◆ **AIM**:
Rewrite every line of the listing below as a numbered list, omitting any blank lines.

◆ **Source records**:
"""

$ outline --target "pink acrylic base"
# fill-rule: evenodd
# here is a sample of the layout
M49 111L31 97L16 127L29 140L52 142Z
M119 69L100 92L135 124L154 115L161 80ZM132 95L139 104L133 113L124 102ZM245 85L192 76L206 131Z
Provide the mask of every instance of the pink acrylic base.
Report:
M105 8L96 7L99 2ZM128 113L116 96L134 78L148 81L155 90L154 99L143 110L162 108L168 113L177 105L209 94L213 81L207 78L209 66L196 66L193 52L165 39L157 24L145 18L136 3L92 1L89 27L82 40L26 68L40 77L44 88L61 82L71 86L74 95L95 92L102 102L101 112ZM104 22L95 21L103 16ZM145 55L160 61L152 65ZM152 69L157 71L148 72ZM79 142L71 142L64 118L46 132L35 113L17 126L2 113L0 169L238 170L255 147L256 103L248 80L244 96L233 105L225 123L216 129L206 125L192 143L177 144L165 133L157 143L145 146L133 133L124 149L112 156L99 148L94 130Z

"""

◆ **SOLUTION TO THE EXERCISE**:
1. $ outline --target "pink acrylic base"
2. # fill-rule: evenodd
3. # here is a sample of the layout
4. M49 111L31 97L16 127L29 140L52 142Z
5. M119 69L100 92L135 124L154 115L161 80ZM132 95L139 104L133 113L124 102ZM245 85L192 76L206 131Z
6. Provide the mask of every instance of the pink acrylic base.
7. Report:
8. M105 8L96 7L99 2ZM128 113L116 96L134 78L148 81L155 90L154 99L143 110L162 108L168 113L177 105L209 94L213 81L207 78L209 66L196 66L193 52L165 39L157 24L145 18L136 3L92 1L89 27L82 40L26 68L40 77L44 88L61 82L71 86L74 95L95 92L102 102L101 112ZM104 22L95 21L103 16ZM145 55L160 61L152 65ZM152 69L157 71L148 72ZM79 142L71 142L64 118L46 132L35 113L17 126L2 113L0 169L238 170L255 147L256 103L248 80L244 96L233 105L225 123L216 129L206 125L192 143L177 144L165 133L157 143L145 146L133 133L124 149L112 156L99 148L94 130Z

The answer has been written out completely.